Terminate the Appellate Court Stay in Connecticut: How Creditors Can Stop Delay When Borrowers File an Appeal
by Lucas B. RocklinJanuary 22, 2020
Borrowers Seek to Delay Foreclosure and Collection Actions
Borrowers sued in foreclosure and collection actions often try to delay the entry and enforcement of judgment. Borrowers have an interest in delaying, as enforcement of the judgment is typically loss of property in a foreclosure action, and money in a collection action. One way borrowers attempt to delay, is by appealing the judgment. An appeal of a Connecticut state court judgment causes an automatic stay, preventing the judgment from being carried out until the appeal is completed and denied. This can cause significant delay to a creditor’s ability to execute on their judgment, given that appeals in Connecticut take on average over one year from the filing date to when the appeal is decided.
What can creditors do to combat this delay? Creditors who obtain judgments only to see their borrowers file frivolous appeals should consider filing a Motion to Terminate the Stay. If granted, the creditor is permitted to immediately enforce their judgment, despite the borrower’s pending appeal. Obtaining an order terminating the stay can also result in (i) borrowers abandoning their appeals, especially if the appeal was filed solely for the purposes of delay, (ii) borrowers desiring to settle, and (iii) mooting of the appeal in certain circumstances (e.g. if the foreclosure is completed after termination of the stay and prior to the outcome of the appeal).

##############################

Activities —
**a)** In the article on terminating the appellate stay in Connecticut, how long do Connecticut appeals take on average?
**b)** Translate this sentence from the article on the Connecticut appellate stay into Spanish: "If granted, the creditor is permitted to immediately enforce their judgment, despite the borrower's pending appeal."
**c)** Continue the article on the Connecticut appellate stay after its final sentence, in the same voice.

Source material —
##############################

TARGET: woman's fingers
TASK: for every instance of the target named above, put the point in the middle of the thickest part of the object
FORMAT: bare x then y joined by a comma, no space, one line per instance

##############################

Answers to the exercise —
**a)** Over one year from the filing date to when the appeal is decided.

**b)** Si se concede, al acreedor se le permite ejecutar de inmediato su sentencia, a pesar de la apelación pendiente del prestatario.

**c)**
Procedure to Terminate Appellate Court Stay
The procedure to terminate the stay is set forth in Connecticut Practice Book Section 61-11. Subsection (d) provides two grounds for the court to terminate the automatic stay caused by an appeal: (1) the court finds that the “appeal is filed only for delay” or (2) the court finds that “the due administration of justice” requires that the stay be terminated. In determining whether the due administration of justice warrants termination of the stay, courts typically consider the following four factors: (1) the likelihood of success on appeal, (2) irreparable harm if the stay is lifted, (3) effect of the stay on other parties to the proceeding, and (4) the public interest. Griffin Hospital v. Commission on Hospitals and Health Care, 196 Conn. 451, 458-60 (1985).
Subsection (e) of Practice Book Section 61-11 provides that the motion to terminate the stay is filed with the appellate court but decided by the trial court judge who entered the judgment being appealed. The trial court’s discretion whether to terminate the stay is broad. Yanow v. Teal Industries, Inc., 196 Conn. 579, 583 (1985).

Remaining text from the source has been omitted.